▶ Excerpt to read:
If you have read this blog in the past, you know that I’m not a big fan of realtors. However, I’ll put my assumptions aside and look at the reason why you should use a realtor and how you can put $20,000 worth of commissions directly in your pocket.




By definition, a real estate agent will take care of selling your house including all the tasks involved such as:

Assessing the property value: researching for comparables and establishing the value of the property according to the current market.

Marketing the property: completing the listing on the internet, newspaper advertising, taking pictures, writing an attractive description).

Visiting the property with potential clients: arranging visits, answering questions, using his network to attract more potential clients.

Negotiating: receiving the offer of purchase from the buyer, negotiating with both the seller and the buyers. Offering support and facilitating the sale.

Legal protection & paperwork: technically, the real estate agent is not responsible for the legal aspects of the transaction. However, he uses proven legal documents drafted by his banner. He takes care of all paperwork including certificate of localization, offer and counter offer, conditions, seller’s declaration, etc.

▶ Complete the following:
1) Answer the following questions using the excerpt on real estate agents.
(a) What amount of commissions does the writer say can be put directly in your pocket?
(b) Which four activities are listed under marketing the property?
(c) What legal documents does the agent use, according to the part on legal protection and paperwork?
2) Set down the passage of the excerpt on real estate agents that runs from "Assessing the property" up to and including "more potential clients.", word for word.

▶ Supplied entries:
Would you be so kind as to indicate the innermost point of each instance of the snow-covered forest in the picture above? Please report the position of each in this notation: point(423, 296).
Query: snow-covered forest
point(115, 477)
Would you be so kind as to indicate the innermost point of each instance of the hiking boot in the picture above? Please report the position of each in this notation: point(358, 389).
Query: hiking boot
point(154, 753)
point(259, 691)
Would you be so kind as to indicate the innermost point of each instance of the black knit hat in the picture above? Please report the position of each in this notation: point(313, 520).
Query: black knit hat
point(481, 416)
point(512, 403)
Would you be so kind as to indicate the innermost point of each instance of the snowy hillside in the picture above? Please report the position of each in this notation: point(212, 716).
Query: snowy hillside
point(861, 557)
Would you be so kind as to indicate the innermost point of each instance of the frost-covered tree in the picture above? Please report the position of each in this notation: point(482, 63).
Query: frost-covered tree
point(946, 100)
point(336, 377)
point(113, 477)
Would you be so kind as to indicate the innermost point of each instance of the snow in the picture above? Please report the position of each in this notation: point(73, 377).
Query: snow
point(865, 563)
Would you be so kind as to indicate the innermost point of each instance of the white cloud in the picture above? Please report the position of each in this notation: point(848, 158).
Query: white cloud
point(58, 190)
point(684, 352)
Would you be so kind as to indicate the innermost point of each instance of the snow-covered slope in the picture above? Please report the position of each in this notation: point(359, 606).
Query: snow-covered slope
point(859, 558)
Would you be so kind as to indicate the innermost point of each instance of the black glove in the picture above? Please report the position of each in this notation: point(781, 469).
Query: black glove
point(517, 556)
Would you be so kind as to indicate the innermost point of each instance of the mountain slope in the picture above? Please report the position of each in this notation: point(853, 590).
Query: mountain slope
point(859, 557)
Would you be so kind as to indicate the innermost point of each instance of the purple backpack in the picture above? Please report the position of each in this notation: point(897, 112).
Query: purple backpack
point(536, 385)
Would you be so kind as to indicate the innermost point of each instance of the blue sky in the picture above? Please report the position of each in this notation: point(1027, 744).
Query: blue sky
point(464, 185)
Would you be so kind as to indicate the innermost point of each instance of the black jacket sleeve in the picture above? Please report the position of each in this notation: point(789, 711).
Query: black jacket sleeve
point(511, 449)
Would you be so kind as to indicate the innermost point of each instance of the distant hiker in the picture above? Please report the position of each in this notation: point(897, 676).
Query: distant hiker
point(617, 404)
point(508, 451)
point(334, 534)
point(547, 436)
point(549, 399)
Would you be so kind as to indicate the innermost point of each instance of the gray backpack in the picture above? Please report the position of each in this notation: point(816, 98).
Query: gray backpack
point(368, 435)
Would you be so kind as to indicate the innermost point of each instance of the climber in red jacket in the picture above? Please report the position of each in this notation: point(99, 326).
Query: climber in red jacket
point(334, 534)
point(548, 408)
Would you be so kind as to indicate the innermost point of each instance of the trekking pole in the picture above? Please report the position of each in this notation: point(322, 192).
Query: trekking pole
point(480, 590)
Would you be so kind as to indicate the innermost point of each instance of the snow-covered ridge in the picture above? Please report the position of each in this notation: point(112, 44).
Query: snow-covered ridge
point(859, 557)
==
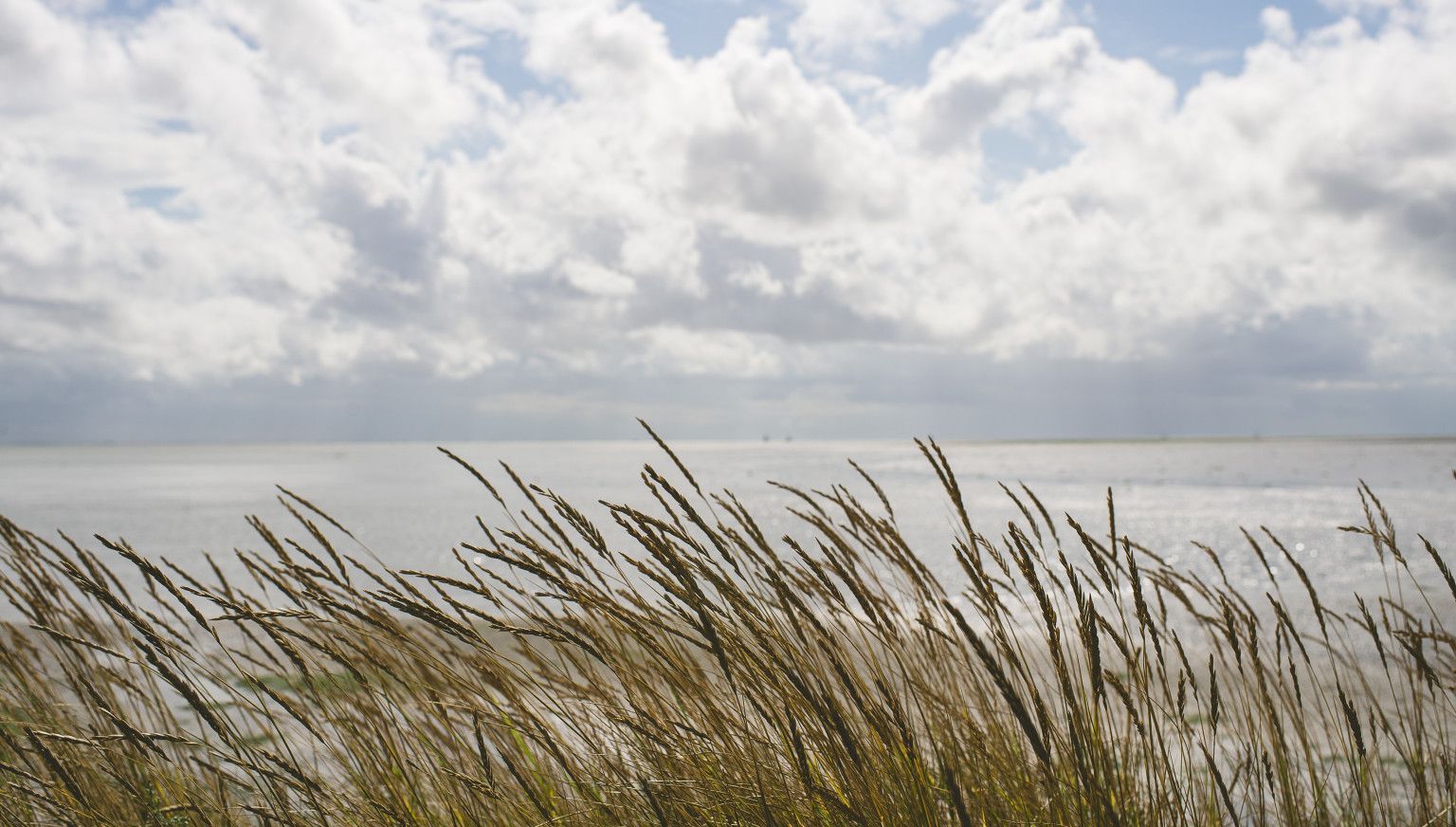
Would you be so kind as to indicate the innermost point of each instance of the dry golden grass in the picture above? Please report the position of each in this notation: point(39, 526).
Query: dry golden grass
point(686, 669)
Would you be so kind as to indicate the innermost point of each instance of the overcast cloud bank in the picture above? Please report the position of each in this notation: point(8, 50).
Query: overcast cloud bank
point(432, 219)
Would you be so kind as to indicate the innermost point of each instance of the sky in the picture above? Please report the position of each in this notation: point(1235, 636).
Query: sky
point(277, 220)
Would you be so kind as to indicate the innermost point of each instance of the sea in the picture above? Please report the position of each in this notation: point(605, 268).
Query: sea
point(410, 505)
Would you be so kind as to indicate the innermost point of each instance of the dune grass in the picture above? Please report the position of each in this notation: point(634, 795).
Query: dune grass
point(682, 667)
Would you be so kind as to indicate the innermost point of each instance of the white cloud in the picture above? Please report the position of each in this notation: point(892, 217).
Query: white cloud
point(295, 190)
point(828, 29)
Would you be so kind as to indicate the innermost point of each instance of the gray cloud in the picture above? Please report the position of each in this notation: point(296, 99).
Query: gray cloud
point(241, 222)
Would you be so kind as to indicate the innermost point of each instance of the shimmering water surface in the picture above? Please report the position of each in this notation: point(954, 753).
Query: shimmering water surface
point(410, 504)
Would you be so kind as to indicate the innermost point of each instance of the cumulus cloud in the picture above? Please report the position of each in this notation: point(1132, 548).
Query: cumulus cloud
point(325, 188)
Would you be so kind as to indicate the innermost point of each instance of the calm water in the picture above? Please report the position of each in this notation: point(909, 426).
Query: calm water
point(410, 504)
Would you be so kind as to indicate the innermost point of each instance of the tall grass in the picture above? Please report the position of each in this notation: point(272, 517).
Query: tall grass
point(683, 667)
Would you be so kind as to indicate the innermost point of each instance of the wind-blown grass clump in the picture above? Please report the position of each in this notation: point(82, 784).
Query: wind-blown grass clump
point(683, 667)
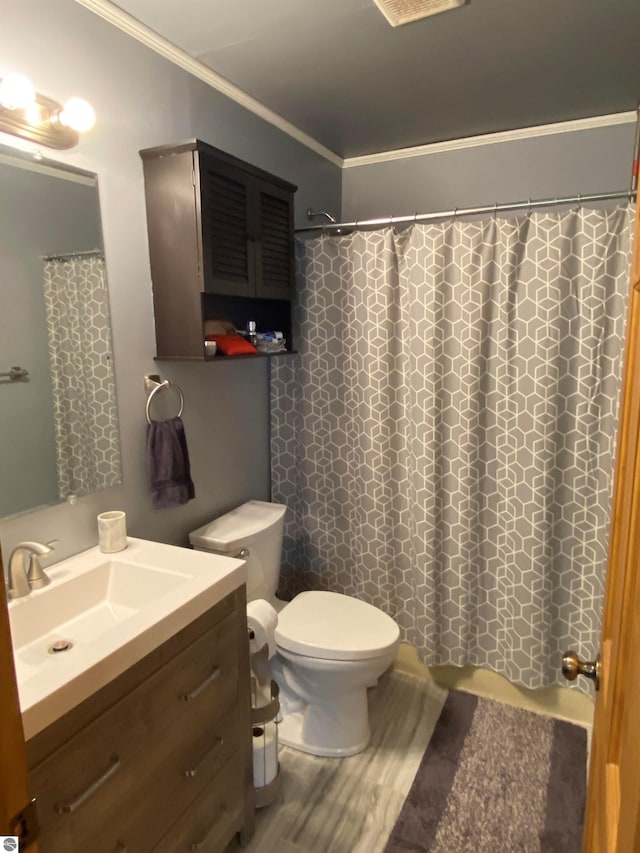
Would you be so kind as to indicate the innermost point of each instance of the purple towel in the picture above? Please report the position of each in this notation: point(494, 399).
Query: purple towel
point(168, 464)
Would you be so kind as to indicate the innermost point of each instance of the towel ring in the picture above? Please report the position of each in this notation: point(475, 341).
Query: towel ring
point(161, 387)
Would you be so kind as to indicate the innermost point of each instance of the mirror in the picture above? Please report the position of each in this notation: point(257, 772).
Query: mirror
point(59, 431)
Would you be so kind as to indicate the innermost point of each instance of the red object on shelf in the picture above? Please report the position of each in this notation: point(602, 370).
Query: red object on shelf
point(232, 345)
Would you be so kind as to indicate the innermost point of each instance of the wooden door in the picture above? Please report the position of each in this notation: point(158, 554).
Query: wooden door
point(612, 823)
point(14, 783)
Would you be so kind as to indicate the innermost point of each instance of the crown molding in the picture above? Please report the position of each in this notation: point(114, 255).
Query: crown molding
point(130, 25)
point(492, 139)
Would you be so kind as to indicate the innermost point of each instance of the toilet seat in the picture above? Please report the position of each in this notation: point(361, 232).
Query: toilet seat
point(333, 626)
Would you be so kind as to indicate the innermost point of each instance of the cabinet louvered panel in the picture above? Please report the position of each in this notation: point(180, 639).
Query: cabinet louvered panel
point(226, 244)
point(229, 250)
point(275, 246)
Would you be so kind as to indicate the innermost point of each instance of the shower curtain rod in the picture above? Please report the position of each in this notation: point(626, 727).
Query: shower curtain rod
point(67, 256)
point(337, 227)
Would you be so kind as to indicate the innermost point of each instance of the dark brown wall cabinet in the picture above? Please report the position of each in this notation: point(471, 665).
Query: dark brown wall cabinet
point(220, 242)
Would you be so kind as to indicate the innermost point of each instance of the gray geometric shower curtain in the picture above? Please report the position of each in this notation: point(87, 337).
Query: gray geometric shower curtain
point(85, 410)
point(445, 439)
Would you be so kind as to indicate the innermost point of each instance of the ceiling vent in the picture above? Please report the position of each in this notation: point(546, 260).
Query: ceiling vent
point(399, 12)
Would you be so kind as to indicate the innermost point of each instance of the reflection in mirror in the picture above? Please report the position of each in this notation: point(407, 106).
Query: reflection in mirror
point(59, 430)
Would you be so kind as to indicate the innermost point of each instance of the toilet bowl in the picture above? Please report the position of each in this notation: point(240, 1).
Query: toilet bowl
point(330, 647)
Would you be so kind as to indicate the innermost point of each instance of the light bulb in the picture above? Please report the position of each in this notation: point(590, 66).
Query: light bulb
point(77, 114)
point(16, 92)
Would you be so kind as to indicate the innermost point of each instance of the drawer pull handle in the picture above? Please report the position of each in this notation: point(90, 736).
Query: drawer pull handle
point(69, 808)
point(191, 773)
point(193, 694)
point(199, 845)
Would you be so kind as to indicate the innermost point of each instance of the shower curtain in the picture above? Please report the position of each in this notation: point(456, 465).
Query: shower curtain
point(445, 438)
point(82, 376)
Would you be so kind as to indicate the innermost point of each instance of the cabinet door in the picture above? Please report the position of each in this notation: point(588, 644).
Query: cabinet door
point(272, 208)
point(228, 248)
--
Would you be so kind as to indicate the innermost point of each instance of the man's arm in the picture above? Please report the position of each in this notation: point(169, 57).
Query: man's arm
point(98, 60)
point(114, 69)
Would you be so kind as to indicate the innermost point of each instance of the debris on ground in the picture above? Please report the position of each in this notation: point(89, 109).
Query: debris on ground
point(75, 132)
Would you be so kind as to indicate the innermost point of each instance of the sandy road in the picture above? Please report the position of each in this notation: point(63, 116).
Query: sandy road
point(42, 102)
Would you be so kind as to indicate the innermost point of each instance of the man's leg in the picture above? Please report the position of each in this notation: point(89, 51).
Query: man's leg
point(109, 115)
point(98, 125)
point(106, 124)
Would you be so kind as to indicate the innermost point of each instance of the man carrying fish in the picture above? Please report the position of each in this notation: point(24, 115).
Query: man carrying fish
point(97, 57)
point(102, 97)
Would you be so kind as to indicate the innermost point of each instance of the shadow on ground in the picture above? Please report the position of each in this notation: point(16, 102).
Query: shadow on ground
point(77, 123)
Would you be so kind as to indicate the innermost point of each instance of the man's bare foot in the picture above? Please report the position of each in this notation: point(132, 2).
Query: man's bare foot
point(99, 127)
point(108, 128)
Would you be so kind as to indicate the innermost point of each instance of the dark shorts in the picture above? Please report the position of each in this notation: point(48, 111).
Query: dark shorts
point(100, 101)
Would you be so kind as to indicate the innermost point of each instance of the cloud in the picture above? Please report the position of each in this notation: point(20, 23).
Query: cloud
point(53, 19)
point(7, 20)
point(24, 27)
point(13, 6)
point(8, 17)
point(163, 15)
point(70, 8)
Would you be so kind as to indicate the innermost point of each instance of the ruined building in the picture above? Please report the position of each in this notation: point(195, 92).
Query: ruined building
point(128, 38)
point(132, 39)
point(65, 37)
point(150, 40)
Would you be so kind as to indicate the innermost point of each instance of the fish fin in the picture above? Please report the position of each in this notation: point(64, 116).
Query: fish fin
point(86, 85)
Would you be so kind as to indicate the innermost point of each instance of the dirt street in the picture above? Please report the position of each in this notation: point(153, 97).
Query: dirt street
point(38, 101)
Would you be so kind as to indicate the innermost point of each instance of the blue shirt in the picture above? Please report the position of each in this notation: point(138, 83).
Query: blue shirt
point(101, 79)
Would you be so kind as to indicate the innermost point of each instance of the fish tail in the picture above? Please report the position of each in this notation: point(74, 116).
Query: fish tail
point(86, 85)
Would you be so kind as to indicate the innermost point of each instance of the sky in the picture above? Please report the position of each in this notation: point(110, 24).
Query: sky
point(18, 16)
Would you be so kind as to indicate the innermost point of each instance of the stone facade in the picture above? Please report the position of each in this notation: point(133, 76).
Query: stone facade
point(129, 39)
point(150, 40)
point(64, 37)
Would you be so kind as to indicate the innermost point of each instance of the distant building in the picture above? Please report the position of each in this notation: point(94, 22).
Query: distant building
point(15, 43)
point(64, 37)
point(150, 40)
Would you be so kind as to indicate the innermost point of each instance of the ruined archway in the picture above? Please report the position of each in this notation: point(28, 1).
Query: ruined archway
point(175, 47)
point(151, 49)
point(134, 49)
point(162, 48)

▶ Worked answers:
1)
(a) $20,000 worth of commissions.
(b) Completing the listing on the internet, newspaper advertising, taking pictures, and writing an attractive description.
(c) Proven legal documents drafted by his banner.

2)
Assessing the property value: researching for comparables and establishing the value of the property according to the current market.

Marketing the property: completing the listing on the internet, newspaper advertising, taking pictures, writing an attractive description).

Visiting the property with potential clients: arranging visits, answering questions, using his network to attract more potential clients.